— Begin PROVIDED TEXT —

AWS autoscaling works well for stateless applications. And for the stateless components of VoIP and real-time systems like APIs and routing backends, AWS Auto Scaling groups (ASGs) and Amazon Elastic Container Service (ECS) do exactly what they’re designed to do.
But stateful VoIP infrastructure components like FreeSWITCH and RTPEngine maintain active SIP sessions and media streams tightly bound to specific instances. Because each instance holds live call state, scaling events must be carefully coordinated. Otherwise, even a single premature termination can drop active calls.
Depending on how those components are configured, standard autoscaling tools may not be enough to handle that coordination safely. This post walks through one such scenario: a specific FreeSWITCH and ESL client configuration that made standard ASG and ECS task scaling impractical, and the event-driven orchestration approach we built to handle it instead.
Why AWS Autoscaling Can Break Down for Stateful VoIP Systems
A real-time communication is composed of both stateless and stateful components.
- Business logic elements such as APIs and routing backends are generally stateless. This means they don’t store any logic themselves. They rely on external storage such as databases or caches.
- Media servers like FreeSWITCH are highly stateful. Each active call maintains in-memory session state tied to that specific instance. You can’t just snap your fingers like Thanos and make half your instances disappear during a scale-in event. Doing so immediately drops active calls and disrupts RTP streams.
The same challenge applies when scaling out. New instances need to be registered in the service discovery layer before the routing logic can recognize them and start allocating new media sessions to them.

— End PROVIDED TEXT —
— Begin RAW RECORDS —

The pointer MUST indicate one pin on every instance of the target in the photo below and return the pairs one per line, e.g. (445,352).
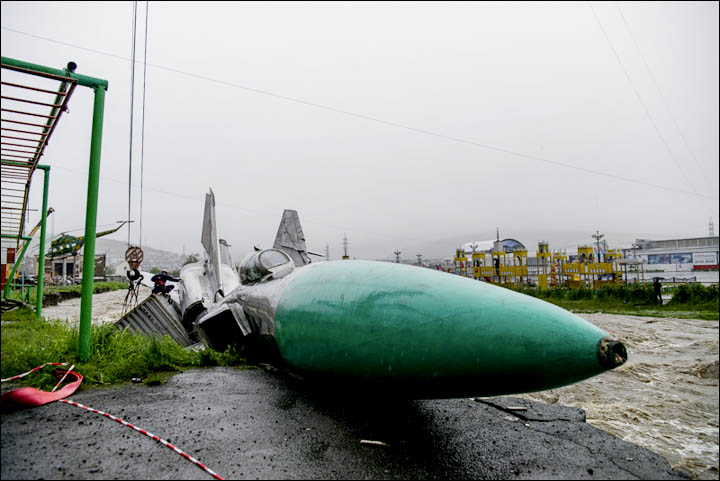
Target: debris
(374,443)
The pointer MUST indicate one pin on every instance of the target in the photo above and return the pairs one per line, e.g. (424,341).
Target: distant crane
(345,246)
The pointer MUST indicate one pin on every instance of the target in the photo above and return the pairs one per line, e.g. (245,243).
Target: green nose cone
(433,335)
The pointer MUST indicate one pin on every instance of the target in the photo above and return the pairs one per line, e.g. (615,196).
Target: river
(664,398)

— End RAW RECORDS —

:: WORK INSTRUCTIONS ::
a. Using the post on autoscaling stateful VoIP systems, decide whether each statement agrees with it, and answer yes or no with the deciding words quoted exactly: (i) APIs and routing backends are generally stateless. (ii) FreeSWITCH keeps each call's session state in an external database. (iii) New instances can receive media sessions before being registered in the service discovery layer.
b. From the autoscaling post, return the passage starting at "But stateful VoIP" up to and including "handle it instead.".

:: RESPONSES PER TASK ::
a.
(i) Yes: "Business logic elements such as APIs and routing backends are generally stateless."
(ii) No: "Each active call maintains in-memory session state tied to that specific instance."
(iii) No: "New instances need to be registered in the service discovery layer before the routing logic can recognize them and start allocating new media sessions to them."

b.
But stateful VoIP infrastructure components like FreeSWITCH and RTPEngine maintain active SIP sessions and media streams tightly bound to specific instances. Because each instance holds live call state, scaling events must be carefully coordinated. Otherwise, even a single premature termination can drop active calls.
Depending on how those components are configured, standard autoscaling tools may not be enough to handle that coordination safely. This post walks through one such scenario: a specific FreeSWITCH and ESL client configuration that made standard ASG and ECS task scaling impractical, and the event-driven orchestration approach we built to handle it instead.